Render every line of the records below as a Markdown table with two columns, Index for the row number and Line for the line itself. Skip blank lines and leave the pictures out.

***

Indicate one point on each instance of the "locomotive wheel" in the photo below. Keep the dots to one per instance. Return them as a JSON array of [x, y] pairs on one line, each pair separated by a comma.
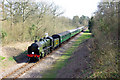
[[41, 56]]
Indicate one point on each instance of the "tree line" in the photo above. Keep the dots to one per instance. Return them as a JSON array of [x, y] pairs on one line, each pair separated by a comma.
[[27, 20], [104, 26]]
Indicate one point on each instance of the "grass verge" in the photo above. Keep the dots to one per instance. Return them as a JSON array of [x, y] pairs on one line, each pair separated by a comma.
[[52, 73]]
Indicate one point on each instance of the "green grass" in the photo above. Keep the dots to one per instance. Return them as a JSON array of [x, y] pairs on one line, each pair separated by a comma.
[[64, 58], [10, 59], [2, 58]]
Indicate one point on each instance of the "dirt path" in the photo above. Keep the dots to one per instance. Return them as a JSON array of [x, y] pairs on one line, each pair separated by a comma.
[[81, 63], [46, 64]]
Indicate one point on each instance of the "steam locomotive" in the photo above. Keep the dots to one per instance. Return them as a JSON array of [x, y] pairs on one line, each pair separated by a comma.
[[44, 46]]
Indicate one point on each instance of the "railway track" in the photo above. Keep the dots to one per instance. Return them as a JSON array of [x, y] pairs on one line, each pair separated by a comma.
[[27, 66]]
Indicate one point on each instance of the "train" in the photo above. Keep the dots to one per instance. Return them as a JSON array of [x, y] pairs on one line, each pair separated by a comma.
[[46, 45]]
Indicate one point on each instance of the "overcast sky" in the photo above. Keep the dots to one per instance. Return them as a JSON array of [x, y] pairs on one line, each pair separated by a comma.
[[76, 7]]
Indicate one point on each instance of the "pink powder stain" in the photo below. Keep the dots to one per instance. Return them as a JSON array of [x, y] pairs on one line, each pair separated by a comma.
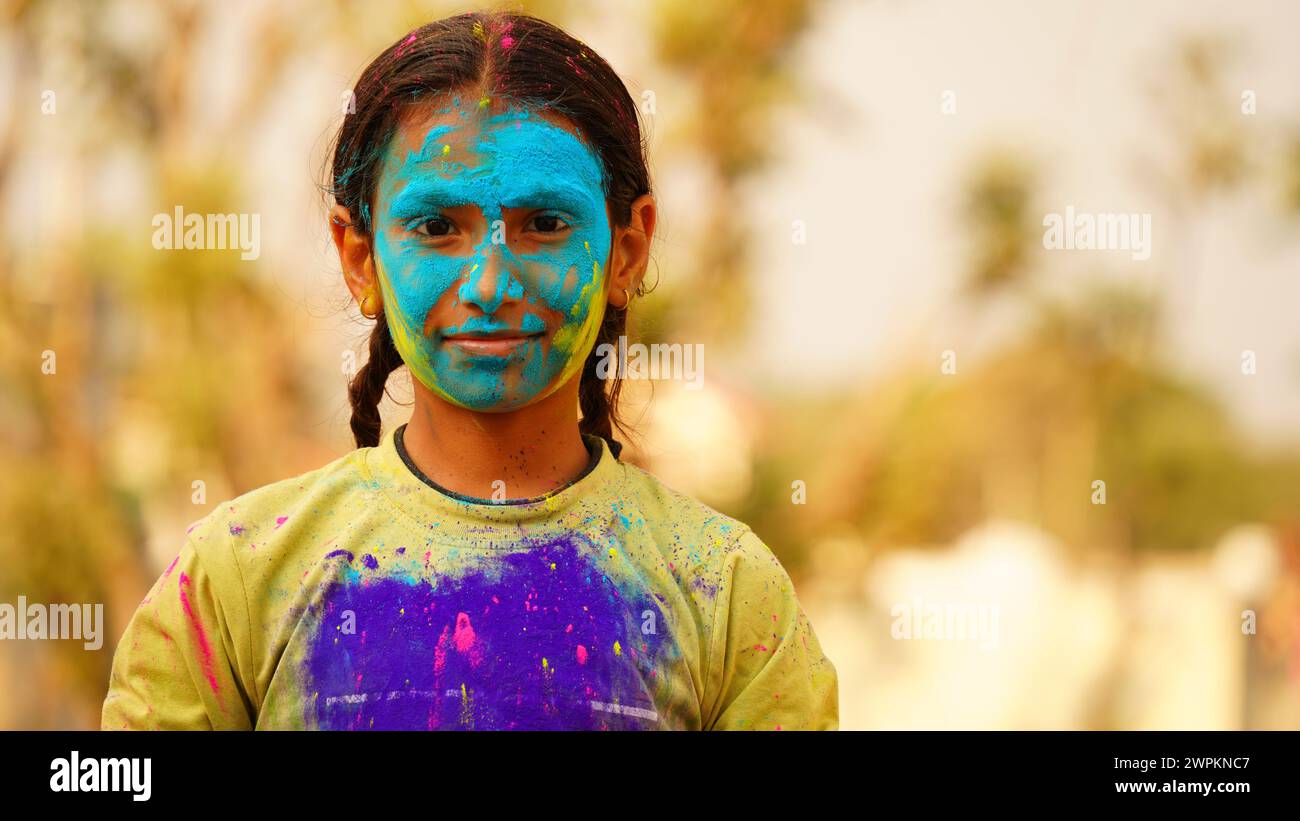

***

[RESPONSE BELOW]:
| Index | Line |
|---|---|
| 1 | Indicate one point on each instance of the "locomotive wheel" in the photo below. Keep the dots to one per instance. Return them as a JSON array of [x, y] pairs on one line, each pair separated by a comma. |
| 2 | [[41, 56]] |
| 3 | Indicate one point on each instance of the "tree line" in the photo above. Keep the dots to one per instance. Return them as a JSON array of [x, y] pairs on one line, each pair separated by a comma. |
| 4 | [[27, 20], [104, 26]] |
| 5 | Indicate one point on each instance of the "grass verge" in the photo above. Keep the dots to one per instance. Return them as a JSON array of [x, y] pairs on one line, each pair separated by a comma. |
| 6 | [[52, 73]] |
| 7 | Indicate one point on each instance of the "green grass" in the photo above. Keep the dots to one per instance. Return them as a JSON array of [x, y] pairs on one line, each pair separated by a comma. |
| 8 | [[64, 58], [10, 59], [2, 58]] |
| 9 | Indicate one point on each instance of the "dirt path" in the photo above. Keep the dots to one per instance. Return them as a JSON array of [x, y] pairs on one line, each pair separated by a comma. |
| 10 | [[81, 63], [46, 64]] |
| 11 | Indicate one point on each instance of the "steam locomotive" in the photo above. Keep the dots to one per instance. Return them as a JSON array of [x, y] pairs on one line, each pair separated by a comma. |
| 12 | [[44, 46]] |
| 13 | Indicate one point on each instance of the "railway track" in the photo above. Keep the dots to one per instance. Return them as a JSON array of [x, y] pairs on one line, each pair separated by a comma. |
| 14 | [[27, 66]] |
| 15 | Indicate one point on each instance of the "train" in the photo above. Keep the dots to one per instance. Return them as a JSON array of [x, y] pairs on one line, each pair separated by a comma. |
| 16 | [[46, 45]] |
| 17 | Indicate one point on each instance of the "overcast sky" in the photo above. Keep the dots to one per instance. Return them as a JSON array of [x, y] pairs on one line, each pair separated by a comma. |
| 18 | [[76, 7]] |
| 19 | Indicate one point on each instance of the "pink powder stain" in the photo below. Keep the dots to one per instance. Return them as a JSON array of [x, y] pairs on one line, each pair separated by a comma. |